■ DOCUMENT SEGMENT:

Why don’t Hulu’s parents love it?

Online Video It may be time to call Child Protective Services about the ongoing abuse of Hulu. As they did twice before with Boxee and Kylo, Hulu’s broadcast parent companies have forced the JV startup to block access to the site by Google TV. Why? Because they still don’t want Hulu playing in the living room.

NBC and Fox launched Hulu with much fanfare in 2008 (later joined by ABC) to let viewers watch ad-supported TV shows for free on their PCs using a standard web browser. But when Boxee, Kylo and Google took the next logical step of sticking a browser in (or on) the TV the networks panicked, worried over what their friends in the cable TV business might say. So they suspended Hulu’s TV privileges.

Now Hulu is acting up again, threatening to run away from home by launching an IPO. The latest version of the story has Hulu raising up to $300 million next year through a public offering led by Morgan Stanley.

The threat is likely to prove empty, however. The rumored IPO would value Hulu at $2 billion, meaning the $300 million would represent a minority stake. Who would invest in a minority stake in a company whose controlling shareholders were clearly as ambivalent about the whole enterprise as are Hulu’s current parents?

Hulu does need to raise money, however. It’s current licensing deals with its parent companies expire next year and the networks are going to need to get more revenue from the venture if they’re going to justify continued hikes in retransmission fees from other cable and satellite distributors. If Hulu is going to compete effectively with Netflix, moreover, it’s going to need to bolster its movie offerings, which means shelling out for those rights. If it can’t raise the money through an IPO where will it come from?

■ PROBLEMS TO WORK ON:
**1.** In the article on Hulu, which bank is named as leading the rumored public offering?
**2.** Continue the article on Hulu after its final sentence.

■ DATA PROVIDED:

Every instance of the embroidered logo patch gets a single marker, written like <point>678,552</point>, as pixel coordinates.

■ ANSWERS TO THE EXERCISES:
**1.** Morgan Stanley.

**2.**
The truth may be that Hulu is simply not tenable as currently structured. The $300 million it reportedly hopes to raise through the IPO is probably not enough in any case for Hulu to acquire all the rights it’s going to need. Yet it’s raising even that much publicly is likely to be a stretch given the uncertainty about its future. Another option would be for its current parents to pour more money into the venture themselves, but given their ambivalence that seems unlikely.

Converting Hulu fully to a paid subscription service via Hulu Plus might alleviate some of the networks’ ambivalence, but the service would need to bolster its content offerings considerably for that to be a viable long-term strategy. Securing that content will take a lot of money, which Hulu currently has little hope of raising.

As a viewer, I love Hulu. But it’s hard to see a way out of its current strategic dilemma short of a complete spin-off.

Perhaps the best thing that could happen would be for the FCC or Justice Department to remove the child from its abusive home by forcing Comcast to divest NBC’s interest in Hulu as a condition of approving their proposed merger. That might get Fox and ABC looking for a way out, too, avoiding another senseless tragedy.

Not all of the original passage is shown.